Document.
**********
Skip to content

SonOfTroll/DockOps

Repository files navigation

DockOps

Production-grade containerized infrastructure stack demonstrating SRE practices, monitoring, automation, and reliability engineering.

Architecture

                    ┌─────────────────────────────────────────────────────────┐
                    │                     USERS / INTERNET                     │
                    └─────────────────────┬───────────────────────────────────┘
                                          │
                                          ▼
                    ┌─────────────────────────────────────────────────────────┐
                    │              Nginx Reverse Proxy (:80/:443)              │
                    │         rate limiting · gzip · security headers          │
                    └───────────┬─────────────────────────────┬───────────────┘
                                │                             │
                         /api/* │                             │ /*
                                ▼                             ▼
                    ┌───────────────────┐         ┌───────────────────┐
                    │   Flask Backend   │         │  Frontend (HTML)  │
                    │     (:5000)       │         │     (:3000)       │
                    │  prometheus_client│         │  nginx-alpine     │
                    └─────┬───────┬─────┘         └───────────────────┘
                          │       │
                ┌─────────┘       └──────────┐
                ▼                            ▼
    ┌───────────────────┐        ┌───────────────────┐
    │    PostgreSQL 16   │        │     Redis 7       │
    │      (:5432)       │        │     (:6379)       │
    │   internal only    │        │   internal only   │
    └───────────────────┘        └───────────────────┘

    ─ ─ ─ ─ ─ ─ ─ ─ ─ ─ ─ ─ MONITORING STACK ─ ─ ─ ─ ─ ─ ─ ─ ─ ─ ─ ─

    ┌───────────────┐  ┌───────────────┐  ┌───────────────┐  ┌───────────────┐
    │  Prometheus   │  │   Grafana     │  │ Node Exporter │  │   cAdvisor    │
    │   (:9090)     │──│   (:3001)     │  │   (:9100)     │  │   (:8080)     │
    └───────────────┘  └───────────────┘  └───────────────┘  └───────────────┘

Stack

Component Technology Purpose
Reverse Proxy Nginx 1.27 Traffic routing, rate limiting, security headers
Backend Python Flask + Gunicorn REST API with Prometheus metrics
Frontend HTML/CSS/JS + Nginx Infrastructure monitoring dashboard
Database PostgreSQL 16 Persistent data storage
Cache Redis 7 In-memory caching with LRU eviction
Metrics Prometheus Time-series metrics collection
Dashboards Grafana Visualization and alerting
Host Metrics Node Exporter System-level metrics
Container Metrics cAdvisor Docker container resource tracking
Automation Ansible Server provisioning and deployment
CI/CD GitHub Actions Automated testing and deployment

Network Architecture

┌─────────────────────────────────┐
│         frontend-net            │
│  nginx ── frontend ── backend   │
└─────────────────────────────────┘

┌─────────────────────────────────┐
│    backend-net (internal)       │
│  backend ── postgres ── redis   │
└─────────────────────────────────┘

┌────────────────────────────────────────────┐
│             monitoring-net                  │
│  backend ── prometheus ── grafana           │
│  node-exporter ── cadvisor                  │
└────────────────────────────────────────────┘

The backend-net network is marked as internal: true, which means PostgreSQL and Redis have zero exposure to the host or internet. The backend service bridges all three networks since it needs to serve API requests, connect to data stores, and expose metrics.
**********
Exercise material.
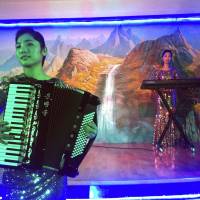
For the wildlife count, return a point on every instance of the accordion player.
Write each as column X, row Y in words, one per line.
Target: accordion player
column 47, row 123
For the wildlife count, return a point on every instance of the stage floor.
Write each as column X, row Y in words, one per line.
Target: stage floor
column 136, row 164
column 139, row 170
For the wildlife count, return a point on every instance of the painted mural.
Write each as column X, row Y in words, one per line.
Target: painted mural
column 111, row 62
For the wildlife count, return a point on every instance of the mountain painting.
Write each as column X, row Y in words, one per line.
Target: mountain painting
column 111, row 62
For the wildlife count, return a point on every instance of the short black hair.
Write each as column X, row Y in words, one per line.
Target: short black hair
column 167, row 51
column 35, row 34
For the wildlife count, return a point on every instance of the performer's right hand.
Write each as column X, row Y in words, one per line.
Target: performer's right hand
column 3, row 129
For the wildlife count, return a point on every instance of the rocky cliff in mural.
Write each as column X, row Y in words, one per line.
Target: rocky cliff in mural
column 119, row 43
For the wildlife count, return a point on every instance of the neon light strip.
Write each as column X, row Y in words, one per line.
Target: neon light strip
column 186, row 196
column 100, row 21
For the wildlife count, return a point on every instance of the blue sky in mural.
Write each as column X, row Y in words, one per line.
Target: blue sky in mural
column 74, row 35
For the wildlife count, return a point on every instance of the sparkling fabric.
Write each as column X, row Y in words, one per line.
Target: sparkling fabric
column 162, row 115
column 27, row 184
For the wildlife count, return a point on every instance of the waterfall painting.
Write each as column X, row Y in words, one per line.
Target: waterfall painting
column 111, row 62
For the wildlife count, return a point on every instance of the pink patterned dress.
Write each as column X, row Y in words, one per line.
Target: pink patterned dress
column 162, row 114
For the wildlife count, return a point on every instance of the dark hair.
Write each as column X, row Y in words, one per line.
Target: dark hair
column 35, row 34
column 166, row 51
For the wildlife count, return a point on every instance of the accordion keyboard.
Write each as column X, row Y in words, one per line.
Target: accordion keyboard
column 18, row 99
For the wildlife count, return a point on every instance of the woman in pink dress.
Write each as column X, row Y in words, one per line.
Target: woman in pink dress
column 165, row 71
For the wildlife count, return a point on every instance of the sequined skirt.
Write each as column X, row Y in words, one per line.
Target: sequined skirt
column 29, row 184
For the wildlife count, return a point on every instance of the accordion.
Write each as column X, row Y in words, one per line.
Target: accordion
column 48, row 127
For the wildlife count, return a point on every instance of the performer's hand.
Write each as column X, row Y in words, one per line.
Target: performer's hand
column 90, row 130
column 3, row 129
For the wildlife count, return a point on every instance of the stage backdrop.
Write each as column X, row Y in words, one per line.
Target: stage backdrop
column 111, row 62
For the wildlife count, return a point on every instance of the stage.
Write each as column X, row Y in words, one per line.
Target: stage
column 137, row 171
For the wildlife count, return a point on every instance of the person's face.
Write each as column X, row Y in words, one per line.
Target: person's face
column 28, row 51
column 167, row 57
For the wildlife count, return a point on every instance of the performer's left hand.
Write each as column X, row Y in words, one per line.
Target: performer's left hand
column 90, row 130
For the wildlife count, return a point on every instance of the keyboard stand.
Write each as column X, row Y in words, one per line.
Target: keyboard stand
column 172, row 117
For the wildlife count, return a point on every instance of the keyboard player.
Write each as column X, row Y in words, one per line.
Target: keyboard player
column 24, row 183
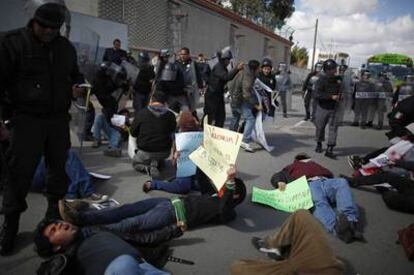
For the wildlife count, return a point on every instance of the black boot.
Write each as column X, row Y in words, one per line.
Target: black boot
column 318, row 148
column 52, row 211
column 329, row 152
column 8, row 233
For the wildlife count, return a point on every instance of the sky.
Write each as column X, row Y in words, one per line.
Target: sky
column 359, row 28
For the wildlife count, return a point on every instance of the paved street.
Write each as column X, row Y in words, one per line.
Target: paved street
column 214, row 248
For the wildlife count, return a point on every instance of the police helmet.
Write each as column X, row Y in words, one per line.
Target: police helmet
column 329, row 64
column 165, row 53
column 267, row 63
column 225, row 53
column 318, row 67
column 143, row 57
column 169, row 72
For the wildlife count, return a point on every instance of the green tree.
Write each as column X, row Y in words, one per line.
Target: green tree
column 299, row 56
column 270, row 14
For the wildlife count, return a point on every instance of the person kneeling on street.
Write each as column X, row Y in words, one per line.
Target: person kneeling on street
column 325, row 190
column 154, row 128
column 299, row 247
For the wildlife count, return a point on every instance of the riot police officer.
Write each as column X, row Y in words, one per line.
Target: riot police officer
column 383, row 89
column 406, row 89
column 38, row 78
column 143, row 83
column 308, row 92
column 283, row 85
column 214, row 106
column 364, row 99
column 169, row 80
column 269, row 79
column 328, row 95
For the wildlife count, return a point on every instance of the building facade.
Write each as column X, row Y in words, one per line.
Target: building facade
column 201, row 25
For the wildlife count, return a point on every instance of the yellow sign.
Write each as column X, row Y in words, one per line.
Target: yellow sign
column 219, row 151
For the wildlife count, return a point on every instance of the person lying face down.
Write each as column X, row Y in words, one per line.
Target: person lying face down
column 157, row 213
column 325, row 190
column 75, row 250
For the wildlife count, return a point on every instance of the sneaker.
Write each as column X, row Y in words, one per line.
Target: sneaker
column 146, row 187
column 113, row 152
column 69, row 211
column 95, row 198
column 343, row 228
column 96, row 143
column 354, row 161
column 318, row 148
column 246, row 147
column 258, row 243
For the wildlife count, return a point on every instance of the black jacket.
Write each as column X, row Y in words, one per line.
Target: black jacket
column 143, row 82
column 401, row 116
column 218, row 78
column 37, row 78
column 325, row 87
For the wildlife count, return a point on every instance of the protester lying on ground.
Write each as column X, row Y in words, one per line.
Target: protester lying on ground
column 180, row 185
column 115, row 129
column 403, row 150
column 326, row 191
column 403, row 198
column 300, row 247
column 401, row 116
column 154, row 128
column 94, row 250
column 157, row 213
column 80, row 185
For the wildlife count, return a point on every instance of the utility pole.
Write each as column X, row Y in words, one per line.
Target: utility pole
column 314, row 45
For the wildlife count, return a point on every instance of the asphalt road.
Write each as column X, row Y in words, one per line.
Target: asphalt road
column 214, row 248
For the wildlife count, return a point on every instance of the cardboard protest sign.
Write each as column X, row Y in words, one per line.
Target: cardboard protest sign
column 296, row 196
column 186, row 143
column 219, row 151
column 215, row 169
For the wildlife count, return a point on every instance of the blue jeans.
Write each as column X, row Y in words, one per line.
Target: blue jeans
column 80, row 185
column 326, row 192
column 148, row 214
column 178, row 185
column 235, row 120
column 128, row 265
column 249, row 118
column 102, row 125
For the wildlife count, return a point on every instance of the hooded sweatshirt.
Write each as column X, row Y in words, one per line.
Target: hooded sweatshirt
column 154, row 127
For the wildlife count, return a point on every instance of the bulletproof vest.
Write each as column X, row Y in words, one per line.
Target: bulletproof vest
column 169, row 72
column 312, row 81
column 364, row 90
column 406, row 90
column 383, row 88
**********
The tasks.
A – In the DockOps README, why does the backend service bridge all three networks?
B – Reproduce the stretch of the records from the line containing "the stage floor." through the line containing "column 139, row 170".

Task-by-task results.
A – It needs to serve API requests, connect to data stores, and expose metrics.

B –
For the wildlife count, return a point on every instance of the stage floor.
Write each as column X, row Y in words, one per line.
Target: stage floor
column 136, row 164
column 139, row 170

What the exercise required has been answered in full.